··· Texto de origem

Minha mãe e meu pai, quando entenderam a falsa promessa do meu tio, largaram a mata e vieram morar na cidade. Naquele momento, eu e meu irmão, que fora adotado após o meu nascimento, fomos trabalhar para o sustento da casa, pois os demais estavam desempregados e sem renda. (...) Meu pai, diante da condição de não ser mais a fonte de sustento da casa, desapareceu, sem dar notícias. Após seis meses, quando já não tínhamos esperança de que estaria com vida, reapareceu. Ele estava empregado numa fazenda e veio buscar a família. Eu havia terminado o ginasial e, no local para onde nos mudaríamos, não havia ensino médio. Por isso, pedi para ir morar com minha tia Ubaldina, em Vitória da Conquista, na Bahia, pois minha tia morava sozinha e podia possibilitar meus estudos e eu queria muito chegar à universidade.
Eu tinha um primo caminhoneiro (...). Então foi acertada a minha ida para a Bahia com meu primo, na boleia do caminhão. A viagem até Vitória da Conquista durou semanas e, mais uma vez, foi marcada por atos de abuso sexual. Desde cedo, conheci a fome, a exploração, o machismo e a pedofilia, mas também a importância da solidariedade e da partilha. Até então, nesse Brasil profundo da minha infância, nunca tinha ouvido falar em golpe ou ditadura militar, e minhas únicas lembranças são desses momentos que pareciam inesgotáveis.
Em Vitória da Conquista, fiz o curso de magistério como ensino médio. Morando com minha tia, conheci a dignidade de ter escola, roupas, cama, comida e ir a festinhas, como toda adolescente. Era o começo do fim da ditadura e havia embates muito grandes dentro das escolas, devido ao fato de os diretores serem indicados pelo regime. ...começou assim, formal e organizadamente, a minha trajetória de lutas por justiça. (...)
Terminado o curso de magistério, sonhava em fazer uma faculdade, mas naquela época ainda não existia curso superior em Vitória da Conquista. Em 1984 retornei ao Pará e, como os meus familiares moravam no interior, fui morar na capital, em um pensionato com quartos coletivos. (...) Tive uma bolsa estudantil do município, mas, como ocorre ainda hoje, seu valor era muito insuficiente e não pagava sequer as contas mais essenciais. Assim, o dia em que eu almoçava, não jantava e havia dias em que sequer fazia essas duas refeições. Como minha família não tinha condições financeiras para me manter, eu passei um ano fazendo cursinho à noite e, durante o dia, trabalhava como vendedora de rua. Eu passava de porta em porta para vender água sanitária e plano de saúde. Mesmo assim, escolhia entre almoçar e jantar (...)
Era o ano das “Diretas já!”, da luta pela redemocratização do país (...) Os comícios ocorreram em várias cidades do Brasil. Em Belém, foi no dia 16 de fevereiro de 1984, na Praça da República, e reuniu 60 mil pessoas. Eu estava na rua vendendo água sanitária e, ao me deparar com aquela multidão lutando pela redemocratização do país ao som de Fafá de Belém cantando “Menestrel das Alagoas”, me juntei para não permitir que mais uma geração vivesse sem liberdade política e de expressão e emprego.

······
··· Dados apresentados

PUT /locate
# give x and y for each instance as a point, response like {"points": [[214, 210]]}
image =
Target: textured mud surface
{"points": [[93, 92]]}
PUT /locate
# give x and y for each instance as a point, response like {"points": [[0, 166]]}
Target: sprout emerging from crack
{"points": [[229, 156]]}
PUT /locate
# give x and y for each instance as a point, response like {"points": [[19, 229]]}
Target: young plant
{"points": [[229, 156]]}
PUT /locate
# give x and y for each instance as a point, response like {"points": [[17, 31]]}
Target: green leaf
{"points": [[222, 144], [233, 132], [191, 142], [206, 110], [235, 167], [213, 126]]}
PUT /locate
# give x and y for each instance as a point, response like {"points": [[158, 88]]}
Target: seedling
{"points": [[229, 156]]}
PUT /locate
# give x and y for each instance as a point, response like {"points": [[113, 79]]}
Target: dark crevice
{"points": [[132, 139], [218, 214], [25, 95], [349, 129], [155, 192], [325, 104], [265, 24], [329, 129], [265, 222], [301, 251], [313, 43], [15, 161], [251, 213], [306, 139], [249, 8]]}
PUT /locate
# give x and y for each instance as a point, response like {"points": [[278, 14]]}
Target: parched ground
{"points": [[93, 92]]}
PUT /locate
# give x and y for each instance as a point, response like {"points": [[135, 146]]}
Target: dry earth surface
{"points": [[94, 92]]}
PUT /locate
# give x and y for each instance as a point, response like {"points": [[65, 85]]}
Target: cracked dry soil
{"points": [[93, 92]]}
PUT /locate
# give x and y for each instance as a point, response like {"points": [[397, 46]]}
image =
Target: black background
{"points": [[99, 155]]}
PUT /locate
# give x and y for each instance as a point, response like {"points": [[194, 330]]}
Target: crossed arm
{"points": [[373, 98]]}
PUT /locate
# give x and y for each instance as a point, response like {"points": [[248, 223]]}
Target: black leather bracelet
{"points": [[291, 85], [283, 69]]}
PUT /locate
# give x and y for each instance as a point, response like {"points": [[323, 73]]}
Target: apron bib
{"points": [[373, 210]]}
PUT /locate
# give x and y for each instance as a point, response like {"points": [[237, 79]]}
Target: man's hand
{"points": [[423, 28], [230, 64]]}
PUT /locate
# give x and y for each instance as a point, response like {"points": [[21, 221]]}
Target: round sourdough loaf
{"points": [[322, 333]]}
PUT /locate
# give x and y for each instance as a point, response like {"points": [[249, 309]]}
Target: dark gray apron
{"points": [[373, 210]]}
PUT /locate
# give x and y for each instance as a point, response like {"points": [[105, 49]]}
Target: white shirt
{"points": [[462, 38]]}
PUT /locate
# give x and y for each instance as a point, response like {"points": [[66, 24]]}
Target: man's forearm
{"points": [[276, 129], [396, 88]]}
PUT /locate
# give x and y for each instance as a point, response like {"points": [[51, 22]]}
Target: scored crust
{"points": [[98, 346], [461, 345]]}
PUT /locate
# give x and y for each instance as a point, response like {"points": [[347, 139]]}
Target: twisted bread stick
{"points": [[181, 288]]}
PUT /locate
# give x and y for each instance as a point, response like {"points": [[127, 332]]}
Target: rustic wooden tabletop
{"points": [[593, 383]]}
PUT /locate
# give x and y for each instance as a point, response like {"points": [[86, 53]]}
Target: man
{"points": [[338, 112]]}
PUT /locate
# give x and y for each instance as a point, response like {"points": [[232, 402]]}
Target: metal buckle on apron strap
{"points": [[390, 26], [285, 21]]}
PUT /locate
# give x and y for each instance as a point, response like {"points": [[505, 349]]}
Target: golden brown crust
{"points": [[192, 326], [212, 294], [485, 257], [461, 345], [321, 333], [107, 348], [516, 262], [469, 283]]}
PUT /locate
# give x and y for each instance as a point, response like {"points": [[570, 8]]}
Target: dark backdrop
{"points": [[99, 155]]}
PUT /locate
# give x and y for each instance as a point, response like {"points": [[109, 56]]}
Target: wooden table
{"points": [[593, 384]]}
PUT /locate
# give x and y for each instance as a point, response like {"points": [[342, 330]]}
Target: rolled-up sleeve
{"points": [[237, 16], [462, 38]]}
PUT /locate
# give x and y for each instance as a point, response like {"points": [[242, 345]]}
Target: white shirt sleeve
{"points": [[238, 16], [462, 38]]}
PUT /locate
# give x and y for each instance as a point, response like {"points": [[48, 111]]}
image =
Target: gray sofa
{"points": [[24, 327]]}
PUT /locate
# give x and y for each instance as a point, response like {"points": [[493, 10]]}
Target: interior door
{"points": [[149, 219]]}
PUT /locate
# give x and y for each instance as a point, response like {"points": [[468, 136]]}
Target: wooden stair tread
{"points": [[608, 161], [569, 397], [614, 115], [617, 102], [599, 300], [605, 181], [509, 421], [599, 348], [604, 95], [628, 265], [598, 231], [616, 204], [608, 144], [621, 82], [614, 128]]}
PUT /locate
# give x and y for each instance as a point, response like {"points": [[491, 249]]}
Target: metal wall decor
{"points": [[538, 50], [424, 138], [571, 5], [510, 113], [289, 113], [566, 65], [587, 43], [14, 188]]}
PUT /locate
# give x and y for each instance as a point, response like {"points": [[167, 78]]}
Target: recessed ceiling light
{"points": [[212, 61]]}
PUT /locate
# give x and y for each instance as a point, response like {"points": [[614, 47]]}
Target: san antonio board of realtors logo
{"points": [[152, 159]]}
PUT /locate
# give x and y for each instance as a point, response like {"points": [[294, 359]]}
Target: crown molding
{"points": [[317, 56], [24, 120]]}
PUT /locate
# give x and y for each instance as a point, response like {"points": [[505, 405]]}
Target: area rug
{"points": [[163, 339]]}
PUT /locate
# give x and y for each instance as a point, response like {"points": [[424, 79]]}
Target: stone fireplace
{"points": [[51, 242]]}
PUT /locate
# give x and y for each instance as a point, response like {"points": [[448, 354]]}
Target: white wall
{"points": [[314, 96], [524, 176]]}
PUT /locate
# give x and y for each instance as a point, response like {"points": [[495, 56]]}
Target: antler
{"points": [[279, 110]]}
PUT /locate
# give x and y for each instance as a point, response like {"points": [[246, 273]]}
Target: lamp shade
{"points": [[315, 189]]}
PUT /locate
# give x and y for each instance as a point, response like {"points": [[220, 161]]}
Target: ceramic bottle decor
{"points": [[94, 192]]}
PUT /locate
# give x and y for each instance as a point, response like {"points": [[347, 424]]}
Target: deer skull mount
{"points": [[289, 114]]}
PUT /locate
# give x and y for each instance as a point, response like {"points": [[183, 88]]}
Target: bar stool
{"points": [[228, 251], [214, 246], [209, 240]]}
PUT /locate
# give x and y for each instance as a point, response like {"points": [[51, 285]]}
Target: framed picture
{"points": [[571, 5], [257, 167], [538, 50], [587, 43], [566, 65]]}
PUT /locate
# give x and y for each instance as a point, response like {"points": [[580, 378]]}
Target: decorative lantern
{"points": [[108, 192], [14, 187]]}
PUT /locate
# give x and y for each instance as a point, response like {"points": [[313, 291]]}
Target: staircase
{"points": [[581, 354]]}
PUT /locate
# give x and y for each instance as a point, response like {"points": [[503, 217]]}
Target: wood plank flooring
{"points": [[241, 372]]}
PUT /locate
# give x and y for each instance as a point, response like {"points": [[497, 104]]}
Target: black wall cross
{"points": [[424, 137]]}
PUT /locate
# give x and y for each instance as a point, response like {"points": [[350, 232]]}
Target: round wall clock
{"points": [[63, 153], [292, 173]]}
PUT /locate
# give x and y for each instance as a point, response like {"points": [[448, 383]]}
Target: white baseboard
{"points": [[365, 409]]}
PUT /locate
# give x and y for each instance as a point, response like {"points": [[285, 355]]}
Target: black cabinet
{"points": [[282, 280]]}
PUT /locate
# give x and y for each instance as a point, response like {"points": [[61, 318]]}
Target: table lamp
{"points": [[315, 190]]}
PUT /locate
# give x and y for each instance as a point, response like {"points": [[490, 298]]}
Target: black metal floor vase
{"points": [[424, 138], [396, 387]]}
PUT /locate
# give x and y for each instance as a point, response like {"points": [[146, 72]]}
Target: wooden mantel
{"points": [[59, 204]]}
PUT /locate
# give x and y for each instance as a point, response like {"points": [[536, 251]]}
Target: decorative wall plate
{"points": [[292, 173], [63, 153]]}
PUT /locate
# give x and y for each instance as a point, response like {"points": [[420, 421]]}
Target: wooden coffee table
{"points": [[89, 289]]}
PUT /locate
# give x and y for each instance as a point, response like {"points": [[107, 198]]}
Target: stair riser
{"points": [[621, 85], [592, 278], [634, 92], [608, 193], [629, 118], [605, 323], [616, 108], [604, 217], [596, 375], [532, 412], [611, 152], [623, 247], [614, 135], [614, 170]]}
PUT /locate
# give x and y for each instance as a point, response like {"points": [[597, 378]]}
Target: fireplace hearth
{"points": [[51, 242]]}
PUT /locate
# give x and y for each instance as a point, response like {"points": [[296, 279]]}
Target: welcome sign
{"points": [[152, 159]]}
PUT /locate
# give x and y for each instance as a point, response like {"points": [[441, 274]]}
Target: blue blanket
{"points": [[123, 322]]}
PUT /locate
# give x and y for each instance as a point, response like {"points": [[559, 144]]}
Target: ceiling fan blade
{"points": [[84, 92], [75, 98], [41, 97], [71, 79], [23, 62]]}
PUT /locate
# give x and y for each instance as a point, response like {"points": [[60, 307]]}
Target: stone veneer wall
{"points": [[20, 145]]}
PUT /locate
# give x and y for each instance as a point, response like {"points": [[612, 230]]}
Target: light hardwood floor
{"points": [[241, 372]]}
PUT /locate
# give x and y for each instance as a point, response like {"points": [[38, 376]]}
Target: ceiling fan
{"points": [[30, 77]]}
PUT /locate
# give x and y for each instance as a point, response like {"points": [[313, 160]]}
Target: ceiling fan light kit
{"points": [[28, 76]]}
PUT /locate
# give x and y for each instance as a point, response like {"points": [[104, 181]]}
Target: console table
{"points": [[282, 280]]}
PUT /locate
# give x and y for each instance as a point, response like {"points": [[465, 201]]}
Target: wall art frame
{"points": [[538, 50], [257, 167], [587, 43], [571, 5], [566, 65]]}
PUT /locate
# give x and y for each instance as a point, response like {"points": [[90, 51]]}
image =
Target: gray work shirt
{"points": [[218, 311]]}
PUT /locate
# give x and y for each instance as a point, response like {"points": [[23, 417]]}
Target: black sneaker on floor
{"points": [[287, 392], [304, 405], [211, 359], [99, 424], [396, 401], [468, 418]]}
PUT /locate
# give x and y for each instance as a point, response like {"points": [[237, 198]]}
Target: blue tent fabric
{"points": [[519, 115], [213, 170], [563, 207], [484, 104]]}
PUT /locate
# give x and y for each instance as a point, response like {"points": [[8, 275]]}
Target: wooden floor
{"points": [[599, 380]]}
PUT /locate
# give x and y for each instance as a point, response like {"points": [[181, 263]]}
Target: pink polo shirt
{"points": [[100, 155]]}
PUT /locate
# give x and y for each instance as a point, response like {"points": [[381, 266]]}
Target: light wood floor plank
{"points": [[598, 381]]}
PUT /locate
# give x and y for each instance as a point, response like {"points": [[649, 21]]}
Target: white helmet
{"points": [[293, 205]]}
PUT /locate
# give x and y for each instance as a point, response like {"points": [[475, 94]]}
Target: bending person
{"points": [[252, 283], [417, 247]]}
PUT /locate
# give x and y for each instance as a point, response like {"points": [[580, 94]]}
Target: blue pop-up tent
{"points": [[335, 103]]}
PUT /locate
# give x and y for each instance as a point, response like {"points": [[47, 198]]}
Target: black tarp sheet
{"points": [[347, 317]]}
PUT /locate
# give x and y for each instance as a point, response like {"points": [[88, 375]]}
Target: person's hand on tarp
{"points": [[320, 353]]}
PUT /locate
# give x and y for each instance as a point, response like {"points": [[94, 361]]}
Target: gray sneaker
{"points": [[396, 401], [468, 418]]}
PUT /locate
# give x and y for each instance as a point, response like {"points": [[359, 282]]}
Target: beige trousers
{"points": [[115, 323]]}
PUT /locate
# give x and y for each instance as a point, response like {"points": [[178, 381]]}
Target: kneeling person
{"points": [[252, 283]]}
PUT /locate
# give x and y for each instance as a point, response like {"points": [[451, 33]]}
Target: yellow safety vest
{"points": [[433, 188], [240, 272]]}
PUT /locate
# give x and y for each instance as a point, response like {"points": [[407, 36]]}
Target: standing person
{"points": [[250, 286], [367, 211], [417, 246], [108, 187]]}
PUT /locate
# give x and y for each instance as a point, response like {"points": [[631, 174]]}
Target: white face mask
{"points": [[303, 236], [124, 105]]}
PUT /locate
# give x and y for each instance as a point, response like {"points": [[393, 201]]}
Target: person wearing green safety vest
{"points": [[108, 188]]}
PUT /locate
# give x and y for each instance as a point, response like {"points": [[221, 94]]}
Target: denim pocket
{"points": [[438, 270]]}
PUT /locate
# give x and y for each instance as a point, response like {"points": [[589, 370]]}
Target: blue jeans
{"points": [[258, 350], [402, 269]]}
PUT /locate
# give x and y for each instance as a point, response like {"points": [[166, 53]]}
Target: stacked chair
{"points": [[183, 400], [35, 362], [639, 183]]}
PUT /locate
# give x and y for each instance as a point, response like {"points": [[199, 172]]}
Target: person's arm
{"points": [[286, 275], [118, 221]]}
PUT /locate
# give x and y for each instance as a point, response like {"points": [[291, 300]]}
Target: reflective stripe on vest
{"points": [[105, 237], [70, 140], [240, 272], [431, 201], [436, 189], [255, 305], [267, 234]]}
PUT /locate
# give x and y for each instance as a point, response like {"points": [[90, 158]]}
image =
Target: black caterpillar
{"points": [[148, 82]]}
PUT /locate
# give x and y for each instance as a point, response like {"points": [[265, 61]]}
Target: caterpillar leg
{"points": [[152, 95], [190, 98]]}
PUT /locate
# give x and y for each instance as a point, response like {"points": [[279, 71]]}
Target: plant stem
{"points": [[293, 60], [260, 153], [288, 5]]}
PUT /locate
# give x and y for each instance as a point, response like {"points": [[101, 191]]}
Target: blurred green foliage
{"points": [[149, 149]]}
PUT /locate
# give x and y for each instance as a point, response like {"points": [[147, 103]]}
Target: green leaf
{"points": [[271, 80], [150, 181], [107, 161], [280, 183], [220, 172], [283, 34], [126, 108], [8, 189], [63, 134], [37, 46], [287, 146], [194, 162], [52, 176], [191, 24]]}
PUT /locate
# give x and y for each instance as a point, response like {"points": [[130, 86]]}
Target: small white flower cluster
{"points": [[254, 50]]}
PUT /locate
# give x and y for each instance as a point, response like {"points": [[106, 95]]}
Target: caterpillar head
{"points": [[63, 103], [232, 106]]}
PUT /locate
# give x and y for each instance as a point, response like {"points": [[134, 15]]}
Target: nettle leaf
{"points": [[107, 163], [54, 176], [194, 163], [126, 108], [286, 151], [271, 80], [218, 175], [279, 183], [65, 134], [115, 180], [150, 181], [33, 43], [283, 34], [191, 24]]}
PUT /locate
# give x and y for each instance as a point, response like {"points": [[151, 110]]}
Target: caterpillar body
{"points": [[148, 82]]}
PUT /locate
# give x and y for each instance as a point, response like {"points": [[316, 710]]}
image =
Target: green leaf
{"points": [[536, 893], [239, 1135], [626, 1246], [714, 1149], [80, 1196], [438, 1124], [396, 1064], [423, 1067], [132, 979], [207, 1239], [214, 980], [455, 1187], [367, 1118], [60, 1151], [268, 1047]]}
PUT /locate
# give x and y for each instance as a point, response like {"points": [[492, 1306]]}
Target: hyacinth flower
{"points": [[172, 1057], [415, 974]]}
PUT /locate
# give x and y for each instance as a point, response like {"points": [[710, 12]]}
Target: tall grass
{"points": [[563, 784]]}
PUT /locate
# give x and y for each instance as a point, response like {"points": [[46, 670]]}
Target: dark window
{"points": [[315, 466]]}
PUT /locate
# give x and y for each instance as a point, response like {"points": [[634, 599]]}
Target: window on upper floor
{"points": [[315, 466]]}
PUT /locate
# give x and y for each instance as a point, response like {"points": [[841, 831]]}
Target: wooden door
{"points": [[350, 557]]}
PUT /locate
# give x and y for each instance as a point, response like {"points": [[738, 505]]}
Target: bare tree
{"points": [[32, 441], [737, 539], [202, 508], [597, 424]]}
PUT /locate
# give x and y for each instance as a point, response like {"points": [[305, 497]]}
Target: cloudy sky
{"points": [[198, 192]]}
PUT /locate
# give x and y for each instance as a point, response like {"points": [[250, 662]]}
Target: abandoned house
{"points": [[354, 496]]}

······

Tarefa do exercício: Resuma o texto em exatamente três frases.

Resposta da tarefa: Depois que a família deixou a mata e foi morar na cidade, quem narra passou a trabalhar para o sustento da casa e, ao terminar o ginasial, foi viver com a tia Ubaldina em Vitória da Conquista, na Bahia, para continuar os estudos, numa viagem de caminhão marcada por abusos sexuais. Lá fez o curso de magistério, conheceu a dignidade de ter escola, roupas, cama e comida e, em meio aos embates nas escolas no fim da ditadura, começou sua trajetória de lutas por justiça. Em 1984 voltou ao Pará e morou num pensionato na capital, fazendo cursinho à noite e vendendo de porta em porta durante o dia, muitas vezes sem conseguir almoçar e jantar, e juntou-se ao comício das "Diretas já!" que reuniu 60 mil pessoas em Belém.